| Exercise description |
For the string "green", count the lines in the records below that contain it. Answer with that number alone.

——

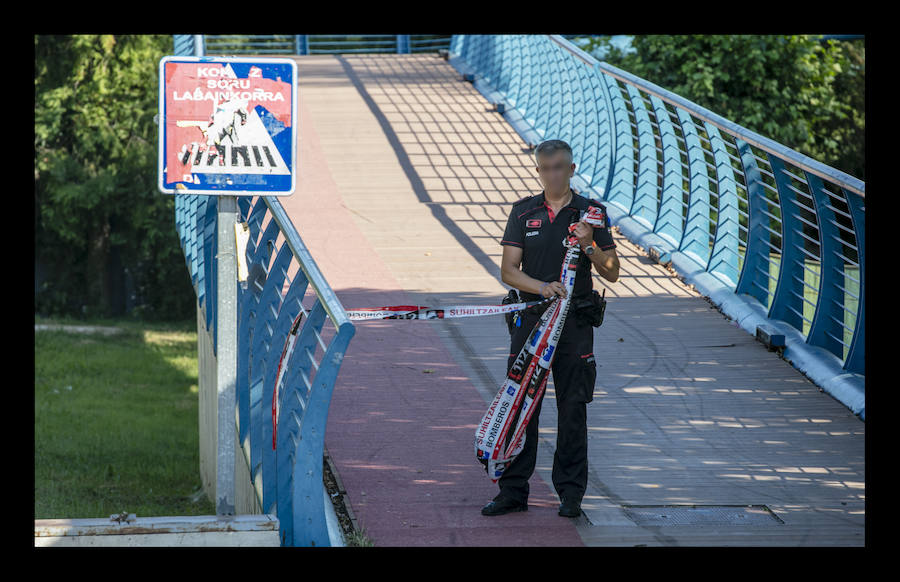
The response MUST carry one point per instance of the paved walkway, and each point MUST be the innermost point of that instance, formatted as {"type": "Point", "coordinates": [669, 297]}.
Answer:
{"type": "Point", "coordinates": [406, 176]}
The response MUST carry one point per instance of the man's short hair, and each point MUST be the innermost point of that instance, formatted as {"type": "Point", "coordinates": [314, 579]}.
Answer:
{"type": "Point", "coordinates": [552, 146]}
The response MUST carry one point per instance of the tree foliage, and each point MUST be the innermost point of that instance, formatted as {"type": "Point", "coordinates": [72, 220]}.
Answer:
{"type": "Point", "coordinates": [105, 237]}
{"type": "Point", "coordinates": [800, 91]}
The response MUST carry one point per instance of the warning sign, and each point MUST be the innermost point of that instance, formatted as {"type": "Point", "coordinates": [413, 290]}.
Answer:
{"type": "Point", "coordinates": [227, 125]}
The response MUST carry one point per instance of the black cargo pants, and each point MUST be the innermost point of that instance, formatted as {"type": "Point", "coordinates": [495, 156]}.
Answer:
{"type": "Point", "coordinates": [574, 374]}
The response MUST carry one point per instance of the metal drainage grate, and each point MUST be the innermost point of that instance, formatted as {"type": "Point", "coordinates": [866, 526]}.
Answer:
{"type": "Point", "coordinates": [702, 515]}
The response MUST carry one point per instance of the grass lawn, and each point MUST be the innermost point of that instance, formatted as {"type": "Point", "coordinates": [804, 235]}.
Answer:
{"type": "Point", "coordinates": [115, 422]}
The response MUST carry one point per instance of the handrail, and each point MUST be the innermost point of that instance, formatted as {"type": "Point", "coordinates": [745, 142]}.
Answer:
{"type": "Point", "coordinates": [333, 305]}
{"type": "Point", "coordinates": [772, 237]}
{"type": "Point", "coordinates": [768, 145]}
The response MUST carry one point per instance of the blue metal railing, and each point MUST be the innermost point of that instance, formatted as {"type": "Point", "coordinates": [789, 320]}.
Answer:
{"type": "Point", "coordinates": [771, 235]}
{"type": "Point", "coordinates": [302, 44]}
{"type": "Point", "coordinates": [288, 480]}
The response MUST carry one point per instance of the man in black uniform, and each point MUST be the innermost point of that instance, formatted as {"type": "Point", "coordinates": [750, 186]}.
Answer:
{"type": "Point", "coordinates": [533, 253]}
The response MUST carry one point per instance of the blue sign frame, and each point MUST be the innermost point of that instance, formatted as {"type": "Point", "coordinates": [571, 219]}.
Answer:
{"type": "Point", "coordinates": [228, 125]}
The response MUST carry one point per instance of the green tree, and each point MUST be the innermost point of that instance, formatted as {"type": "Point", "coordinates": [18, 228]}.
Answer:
{"type": "Point", "coordinates": [103, 232]}
{"type": "Point", "coordinates": [797, 90]}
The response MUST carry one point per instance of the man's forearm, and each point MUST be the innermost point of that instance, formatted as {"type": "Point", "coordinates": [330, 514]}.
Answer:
{"type": "Point", "coordinates": [606, 264]}
{"type": "Point", "coordinates": [519, 280]}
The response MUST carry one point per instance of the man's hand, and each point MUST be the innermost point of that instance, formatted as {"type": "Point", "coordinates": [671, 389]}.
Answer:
{"type": "Point", "coordinates": [553, 288]}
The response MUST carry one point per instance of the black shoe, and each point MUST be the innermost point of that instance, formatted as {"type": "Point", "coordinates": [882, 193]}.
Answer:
{"type": "Point", "coordinates": [503, 505]}
{"type": "Point", "coordinates": [569, 507]}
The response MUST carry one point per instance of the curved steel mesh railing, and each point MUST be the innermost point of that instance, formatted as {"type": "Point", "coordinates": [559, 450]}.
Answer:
{"type": "Point", "coordinates": [727, 206]}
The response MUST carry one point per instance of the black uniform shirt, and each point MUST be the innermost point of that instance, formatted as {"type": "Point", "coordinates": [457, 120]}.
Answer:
{"type": "Point", "coordinates": [534, 227]}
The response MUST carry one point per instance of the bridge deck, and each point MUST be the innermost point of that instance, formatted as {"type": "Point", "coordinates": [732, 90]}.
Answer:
{"type": "Point", "coordinates": [406, 176]}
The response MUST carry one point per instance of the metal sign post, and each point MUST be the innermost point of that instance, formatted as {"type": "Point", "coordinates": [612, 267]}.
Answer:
{"type": "Point", "coordinates": [227, 128]}
{"type": "Point", "coordinates": [226, 361]}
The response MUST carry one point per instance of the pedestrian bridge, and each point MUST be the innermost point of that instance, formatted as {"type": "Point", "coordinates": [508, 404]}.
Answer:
{"type": "Point", "coordinates": [699, 433]}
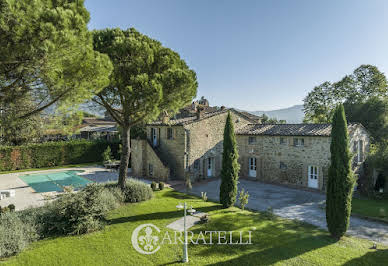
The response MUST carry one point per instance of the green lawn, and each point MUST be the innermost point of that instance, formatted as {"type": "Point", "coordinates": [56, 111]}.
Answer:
{"type": "Point", "coordinates": [275, 241]}
{"type": "Point", "coordinates": [50, 168]}
{"type": "Point", "coordinates": [375, 208]}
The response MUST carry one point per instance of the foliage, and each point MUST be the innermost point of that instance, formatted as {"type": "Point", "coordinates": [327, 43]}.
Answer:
{"type": "Point", "coordinates": [372, 114]}
{"type": "Point", "coordinates": [52, 154]}
{"type": "Point", "coordinates": [147, 79]}
{"type": "Point", "coordinates": [230, 166]}
{"type": "Point", "coordinates": [46, 52]}
{"type": "Point", "coordinates": [204, 196]}
{"type": "Point", "coordinates": [364, 83]}
{"type": "Point", "coordinates": [243, 198]}
{"type": "Point", "coordinates": [16, 131]}
{"type": "Point", "coordinates": [15, 234]}
{"type": "Point", "coordinates": [341, 180]}
{"type": "Point", "coordinates": [136, 191]}
{"type": "Point", "coordinates": [80, 212]}
{"type": "Point", "coordinates": [107, 155]}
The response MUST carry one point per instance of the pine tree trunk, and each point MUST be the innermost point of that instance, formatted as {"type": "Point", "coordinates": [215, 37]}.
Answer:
{"type": "Point", "coordinates": [125, 154]}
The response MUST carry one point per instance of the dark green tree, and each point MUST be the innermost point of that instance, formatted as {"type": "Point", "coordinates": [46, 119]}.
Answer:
{"type": "Point", "coordinates": [340, 180]}
{"type": "Point", "coordinates": [147, 79]}
{"type": "Point", "coordinates": [364, 83]}
{"type": "Point", "coordinates": [230, 166]}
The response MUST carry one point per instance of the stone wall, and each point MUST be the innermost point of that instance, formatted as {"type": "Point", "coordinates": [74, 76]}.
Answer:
{"type": "Point", "coordinates": [270, 154]}
{"type": "Point", "coordinates": [172, 150]}
{"type": "Point", "coordinates": [146, 163]}
{"type": "Point", "coordinates": [205, 140]}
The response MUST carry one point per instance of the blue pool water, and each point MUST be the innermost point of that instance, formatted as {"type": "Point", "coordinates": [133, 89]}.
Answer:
{"type": "Point", "coordinates": [55, 181]}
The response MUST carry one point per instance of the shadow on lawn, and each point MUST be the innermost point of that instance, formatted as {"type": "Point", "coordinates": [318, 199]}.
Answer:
{"type": "Point", "coordinates": [158, 215]}
{"type": "Point", "coordinates": [377, 257]}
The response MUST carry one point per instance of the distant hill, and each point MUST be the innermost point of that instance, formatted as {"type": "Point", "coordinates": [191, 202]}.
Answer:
{"type": "Point", "coordinates": [292, 114]}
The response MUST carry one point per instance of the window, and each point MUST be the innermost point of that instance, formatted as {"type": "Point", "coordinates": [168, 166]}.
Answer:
{"type": "Point", "coordinates": [169, 133]}
{"type": "Point", "coordinates": [150, 170]}
{"type": "Point", "coordinates": [298, 142]}
{"type": "Point", "coordinates": [196, 164]}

——

| The completed task |
3